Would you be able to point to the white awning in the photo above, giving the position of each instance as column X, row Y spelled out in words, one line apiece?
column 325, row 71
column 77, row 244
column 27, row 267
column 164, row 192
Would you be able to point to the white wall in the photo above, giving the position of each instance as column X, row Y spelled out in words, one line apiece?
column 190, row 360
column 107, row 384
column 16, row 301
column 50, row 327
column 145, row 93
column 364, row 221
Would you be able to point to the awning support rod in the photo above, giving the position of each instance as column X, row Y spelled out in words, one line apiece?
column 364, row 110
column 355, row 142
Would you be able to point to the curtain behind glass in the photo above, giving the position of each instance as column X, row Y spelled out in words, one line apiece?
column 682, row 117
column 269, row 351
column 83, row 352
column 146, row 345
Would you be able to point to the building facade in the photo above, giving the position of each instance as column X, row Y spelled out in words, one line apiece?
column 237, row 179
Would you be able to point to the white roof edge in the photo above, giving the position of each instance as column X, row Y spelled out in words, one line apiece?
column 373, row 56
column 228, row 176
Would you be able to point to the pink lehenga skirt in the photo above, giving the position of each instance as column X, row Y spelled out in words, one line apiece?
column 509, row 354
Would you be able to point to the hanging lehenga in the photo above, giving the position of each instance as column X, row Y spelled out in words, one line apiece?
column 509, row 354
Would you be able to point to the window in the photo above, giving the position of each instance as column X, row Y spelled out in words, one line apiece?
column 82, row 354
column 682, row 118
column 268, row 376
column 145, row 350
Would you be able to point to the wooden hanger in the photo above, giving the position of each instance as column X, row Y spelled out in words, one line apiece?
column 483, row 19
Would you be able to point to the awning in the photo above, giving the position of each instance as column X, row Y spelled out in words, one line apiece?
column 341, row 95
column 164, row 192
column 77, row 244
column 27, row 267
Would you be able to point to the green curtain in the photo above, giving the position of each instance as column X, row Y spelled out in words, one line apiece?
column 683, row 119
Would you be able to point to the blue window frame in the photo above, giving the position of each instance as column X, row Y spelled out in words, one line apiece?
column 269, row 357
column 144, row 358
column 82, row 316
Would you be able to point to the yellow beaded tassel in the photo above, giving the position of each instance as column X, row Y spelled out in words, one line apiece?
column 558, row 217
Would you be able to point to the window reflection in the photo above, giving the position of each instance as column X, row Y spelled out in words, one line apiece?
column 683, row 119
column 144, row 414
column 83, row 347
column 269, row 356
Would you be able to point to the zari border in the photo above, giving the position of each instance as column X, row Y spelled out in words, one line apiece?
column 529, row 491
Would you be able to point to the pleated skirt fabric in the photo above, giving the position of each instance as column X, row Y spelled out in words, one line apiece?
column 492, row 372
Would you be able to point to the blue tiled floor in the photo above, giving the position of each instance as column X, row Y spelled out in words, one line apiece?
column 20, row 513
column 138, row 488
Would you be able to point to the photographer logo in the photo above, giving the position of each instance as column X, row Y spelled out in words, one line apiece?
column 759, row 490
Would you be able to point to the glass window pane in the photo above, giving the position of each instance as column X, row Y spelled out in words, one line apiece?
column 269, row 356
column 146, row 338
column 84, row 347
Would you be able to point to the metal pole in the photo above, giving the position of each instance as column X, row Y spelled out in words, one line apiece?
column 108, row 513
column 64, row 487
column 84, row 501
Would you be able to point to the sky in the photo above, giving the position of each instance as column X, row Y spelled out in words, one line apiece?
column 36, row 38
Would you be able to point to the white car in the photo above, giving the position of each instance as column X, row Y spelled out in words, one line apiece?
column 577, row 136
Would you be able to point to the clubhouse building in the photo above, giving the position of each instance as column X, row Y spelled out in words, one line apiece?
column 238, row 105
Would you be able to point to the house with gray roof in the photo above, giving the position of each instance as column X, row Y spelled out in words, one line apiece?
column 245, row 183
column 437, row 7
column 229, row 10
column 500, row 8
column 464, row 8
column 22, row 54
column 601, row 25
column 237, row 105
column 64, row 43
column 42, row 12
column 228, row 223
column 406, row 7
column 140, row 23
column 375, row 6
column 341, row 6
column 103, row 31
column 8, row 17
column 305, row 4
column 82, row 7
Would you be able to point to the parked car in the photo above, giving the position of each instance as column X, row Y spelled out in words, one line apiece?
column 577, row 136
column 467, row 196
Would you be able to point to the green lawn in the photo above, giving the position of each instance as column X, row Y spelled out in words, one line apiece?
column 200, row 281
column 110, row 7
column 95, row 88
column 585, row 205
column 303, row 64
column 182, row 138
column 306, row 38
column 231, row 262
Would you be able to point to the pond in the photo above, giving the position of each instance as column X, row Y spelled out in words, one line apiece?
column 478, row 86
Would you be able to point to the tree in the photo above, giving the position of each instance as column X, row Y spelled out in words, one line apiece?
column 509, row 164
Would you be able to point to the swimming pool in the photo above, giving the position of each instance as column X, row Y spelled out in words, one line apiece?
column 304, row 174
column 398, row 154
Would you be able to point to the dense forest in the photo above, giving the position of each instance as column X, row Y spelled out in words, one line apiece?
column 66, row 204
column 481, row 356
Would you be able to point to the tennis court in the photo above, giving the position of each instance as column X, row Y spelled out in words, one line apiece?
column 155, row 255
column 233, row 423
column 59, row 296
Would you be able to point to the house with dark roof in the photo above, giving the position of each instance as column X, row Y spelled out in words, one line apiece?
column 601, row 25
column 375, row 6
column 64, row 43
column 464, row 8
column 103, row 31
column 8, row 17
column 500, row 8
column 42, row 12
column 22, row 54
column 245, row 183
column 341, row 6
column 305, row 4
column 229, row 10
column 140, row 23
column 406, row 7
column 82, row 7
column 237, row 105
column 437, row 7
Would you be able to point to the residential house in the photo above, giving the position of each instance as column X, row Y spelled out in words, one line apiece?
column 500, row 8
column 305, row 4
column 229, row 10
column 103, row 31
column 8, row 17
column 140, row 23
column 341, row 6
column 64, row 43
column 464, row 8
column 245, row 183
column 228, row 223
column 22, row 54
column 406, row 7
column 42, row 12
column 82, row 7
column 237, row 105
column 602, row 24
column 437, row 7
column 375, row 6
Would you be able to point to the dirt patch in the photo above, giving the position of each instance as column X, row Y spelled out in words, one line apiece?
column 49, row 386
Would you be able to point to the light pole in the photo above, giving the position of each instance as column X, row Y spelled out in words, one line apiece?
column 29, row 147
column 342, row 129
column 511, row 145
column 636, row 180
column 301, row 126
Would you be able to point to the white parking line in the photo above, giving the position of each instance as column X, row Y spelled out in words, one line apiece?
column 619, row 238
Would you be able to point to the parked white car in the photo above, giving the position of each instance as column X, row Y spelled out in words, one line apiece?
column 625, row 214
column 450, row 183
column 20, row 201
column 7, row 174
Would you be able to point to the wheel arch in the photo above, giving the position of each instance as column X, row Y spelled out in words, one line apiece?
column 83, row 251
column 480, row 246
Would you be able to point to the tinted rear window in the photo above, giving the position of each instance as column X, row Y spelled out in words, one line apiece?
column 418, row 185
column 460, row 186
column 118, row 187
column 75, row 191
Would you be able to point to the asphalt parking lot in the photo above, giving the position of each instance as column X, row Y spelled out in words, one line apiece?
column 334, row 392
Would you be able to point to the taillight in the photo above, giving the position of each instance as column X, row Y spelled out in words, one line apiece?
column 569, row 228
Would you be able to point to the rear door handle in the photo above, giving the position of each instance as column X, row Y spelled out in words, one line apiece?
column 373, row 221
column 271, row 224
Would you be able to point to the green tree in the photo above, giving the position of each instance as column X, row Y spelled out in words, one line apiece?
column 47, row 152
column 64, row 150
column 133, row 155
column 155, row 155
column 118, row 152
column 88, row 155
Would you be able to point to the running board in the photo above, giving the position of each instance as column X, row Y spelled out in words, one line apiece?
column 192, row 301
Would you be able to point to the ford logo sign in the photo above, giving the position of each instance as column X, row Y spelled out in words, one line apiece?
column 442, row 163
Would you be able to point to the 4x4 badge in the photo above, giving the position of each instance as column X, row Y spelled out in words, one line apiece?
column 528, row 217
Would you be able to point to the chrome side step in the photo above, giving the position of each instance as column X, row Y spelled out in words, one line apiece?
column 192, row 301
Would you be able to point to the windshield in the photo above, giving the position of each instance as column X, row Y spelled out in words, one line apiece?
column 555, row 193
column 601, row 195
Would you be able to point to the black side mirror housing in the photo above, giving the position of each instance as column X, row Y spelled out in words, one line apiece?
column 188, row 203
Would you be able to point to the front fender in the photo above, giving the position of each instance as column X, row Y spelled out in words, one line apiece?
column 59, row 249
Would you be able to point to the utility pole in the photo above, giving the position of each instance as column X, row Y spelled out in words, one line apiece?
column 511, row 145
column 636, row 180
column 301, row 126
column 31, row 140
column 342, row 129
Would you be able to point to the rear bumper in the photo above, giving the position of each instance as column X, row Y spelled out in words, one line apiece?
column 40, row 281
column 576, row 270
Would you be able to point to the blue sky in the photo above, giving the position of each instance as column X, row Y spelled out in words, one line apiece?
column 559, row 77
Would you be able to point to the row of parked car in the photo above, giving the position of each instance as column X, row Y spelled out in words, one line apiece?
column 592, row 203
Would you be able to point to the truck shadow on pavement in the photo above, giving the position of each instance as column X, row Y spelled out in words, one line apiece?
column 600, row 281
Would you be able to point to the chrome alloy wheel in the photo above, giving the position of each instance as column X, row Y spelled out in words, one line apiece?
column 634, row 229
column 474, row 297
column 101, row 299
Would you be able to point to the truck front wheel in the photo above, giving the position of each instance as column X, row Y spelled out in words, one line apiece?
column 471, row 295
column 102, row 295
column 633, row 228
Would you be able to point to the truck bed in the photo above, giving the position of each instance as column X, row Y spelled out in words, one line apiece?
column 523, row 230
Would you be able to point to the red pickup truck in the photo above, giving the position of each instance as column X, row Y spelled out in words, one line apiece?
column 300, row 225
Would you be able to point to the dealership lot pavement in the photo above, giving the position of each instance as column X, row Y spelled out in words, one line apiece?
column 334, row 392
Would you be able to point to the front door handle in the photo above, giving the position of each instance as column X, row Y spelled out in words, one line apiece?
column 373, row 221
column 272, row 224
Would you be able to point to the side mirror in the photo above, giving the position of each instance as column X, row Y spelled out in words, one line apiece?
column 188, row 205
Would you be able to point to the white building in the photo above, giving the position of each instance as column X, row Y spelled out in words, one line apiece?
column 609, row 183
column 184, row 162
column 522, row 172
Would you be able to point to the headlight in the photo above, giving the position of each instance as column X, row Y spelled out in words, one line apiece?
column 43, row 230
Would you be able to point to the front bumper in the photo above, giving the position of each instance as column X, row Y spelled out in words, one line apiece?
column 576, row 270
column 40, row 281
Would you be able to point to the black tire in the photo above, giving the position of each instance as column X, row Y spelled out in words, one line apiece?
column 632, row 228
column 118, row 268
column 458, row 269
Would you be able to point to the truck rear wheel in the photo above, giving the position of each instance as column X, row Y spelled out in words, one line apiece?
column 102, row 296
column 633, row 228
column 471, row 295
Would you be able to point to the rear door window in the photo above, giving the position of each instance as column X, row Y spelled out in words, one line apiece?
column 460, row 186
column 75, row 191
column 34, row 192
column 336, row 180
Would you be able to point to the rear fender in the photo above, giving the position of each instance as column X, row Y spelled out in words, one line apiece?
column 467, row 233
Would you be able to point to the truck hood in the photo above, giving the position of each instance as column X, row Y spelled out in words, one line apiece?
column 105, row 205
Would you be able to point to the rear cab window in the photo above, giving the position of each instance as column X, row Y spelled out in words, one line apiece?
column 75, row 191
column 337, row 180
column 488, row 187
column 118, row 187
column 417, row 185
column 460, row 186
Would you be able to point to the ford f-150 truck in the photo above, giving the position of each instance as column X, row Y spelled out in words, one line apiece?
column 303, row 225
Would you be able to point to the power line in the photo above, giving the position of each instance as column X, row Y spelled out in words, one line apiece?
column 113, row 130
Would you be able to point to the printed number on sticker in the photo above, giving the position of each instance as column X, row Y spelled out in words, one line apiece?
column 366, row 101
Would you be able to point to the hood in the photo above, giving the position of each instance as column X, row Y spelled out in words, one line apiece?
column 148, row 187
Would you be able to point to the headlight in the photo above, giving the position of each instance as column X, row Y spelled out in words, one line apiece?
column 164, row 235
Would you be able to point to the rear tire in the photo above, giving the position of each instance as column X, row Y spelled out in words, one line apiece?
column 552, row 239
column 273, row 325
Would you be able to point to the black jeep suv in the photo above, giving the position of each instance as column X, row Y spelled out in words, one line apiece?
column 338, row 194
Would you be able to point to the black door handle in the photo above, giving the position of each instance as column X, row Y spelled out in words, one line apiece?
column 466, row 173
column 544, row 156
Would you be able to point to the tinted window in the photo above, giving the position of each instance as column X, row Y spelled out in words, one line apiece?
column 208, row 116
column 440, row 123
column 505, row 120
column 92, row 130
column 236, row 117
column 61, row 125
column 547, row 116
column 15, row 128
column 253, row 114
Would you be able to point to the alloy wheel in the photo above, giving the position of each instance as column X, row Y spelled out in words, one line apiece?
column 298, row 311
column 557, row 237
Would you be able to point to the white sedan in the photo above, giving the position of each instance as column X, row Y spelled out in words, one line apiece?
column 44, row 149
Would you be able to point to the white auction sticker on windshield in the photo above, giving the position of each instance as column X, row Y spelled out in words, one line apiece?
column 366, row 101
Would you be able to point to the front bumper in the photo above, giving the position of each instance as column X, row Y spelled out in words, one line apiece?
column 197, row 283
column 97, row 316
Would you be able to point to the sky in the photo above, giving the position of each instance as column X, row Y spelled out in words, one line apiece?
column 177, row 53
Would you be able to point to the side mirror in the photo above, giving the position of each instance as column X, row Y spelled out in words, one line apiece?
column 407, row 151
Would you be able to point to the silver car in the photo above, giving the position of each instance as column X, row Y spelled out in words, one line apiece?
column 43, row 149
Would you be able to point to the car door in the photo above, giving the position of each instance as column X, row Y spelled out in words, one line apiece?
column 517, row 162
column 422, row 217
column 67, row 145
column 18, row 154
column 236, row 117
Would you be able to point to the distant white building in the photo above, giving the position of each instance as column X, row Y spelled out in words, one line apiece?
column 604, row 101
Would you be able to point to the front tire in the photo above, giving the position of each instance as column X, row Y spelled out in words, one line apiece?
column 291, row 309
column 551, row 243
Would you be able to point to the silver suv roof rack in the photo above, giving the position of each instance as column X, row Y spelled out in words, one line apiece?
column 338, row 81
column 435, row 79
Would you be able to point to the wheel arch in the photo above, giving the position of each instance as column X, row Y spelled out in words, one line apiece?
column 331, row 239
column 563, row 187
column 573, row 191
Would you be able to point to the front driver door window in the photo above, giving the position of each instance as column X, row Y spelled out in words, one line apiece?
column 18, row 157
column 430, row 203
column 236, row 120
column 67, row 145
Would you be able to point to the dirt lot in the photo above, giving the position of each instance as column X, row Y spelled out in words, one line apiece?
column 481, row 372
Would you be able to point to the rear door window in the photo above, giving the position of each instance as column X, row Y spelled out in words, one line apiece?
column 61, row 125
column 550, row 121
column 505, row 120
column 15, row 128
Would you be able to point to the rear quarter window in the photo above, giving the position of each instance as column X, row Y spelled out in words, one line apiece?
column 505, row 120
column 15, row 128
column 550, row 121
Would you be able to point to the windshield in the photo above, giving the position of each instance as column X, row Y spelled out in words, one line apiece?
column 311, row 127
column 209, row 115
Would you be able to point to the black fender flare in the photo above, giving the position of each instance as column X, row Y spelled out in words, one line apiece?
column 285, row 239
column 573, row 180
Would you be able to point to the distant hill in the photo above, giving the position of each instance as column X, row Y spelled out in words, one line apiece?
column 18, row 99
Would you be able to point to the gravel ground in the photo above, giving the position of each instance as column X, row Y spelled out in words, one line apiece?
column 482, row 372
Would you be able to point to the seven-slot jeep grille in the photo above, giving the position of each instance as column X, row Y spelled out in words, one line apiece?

* * * *

SET PROBLEM: Copy the records above without any changes, starting at the line that contains "Would you be able to point to the pink" and ending at the line that contains "column 483, row 19", with both of those lines included.

RESULT:
Would you be able to point to the pink lehenga skirt in the photo above, giving the position of each instance as column X, row Y spelled out in words, one line apiece?
column 509, row 354
Would you be able to point to the hanging lehenga in the photo above, giving the position of each instance as column X, row Y spelled out in words, one line apiece?
column 509, row 354
Would you be able to point to the window in the photo above, giving the position of each instance as column X, row Y spelled out in words, one line apiece?
column 82, row 354
column 682, row 118
column 268, row 376
column 145, row 350
Would you be able to point to the wooden hanger in the photo above, giving the position of each instance as column X, row Y spelled out in words, one line apiece?
column 483, row 19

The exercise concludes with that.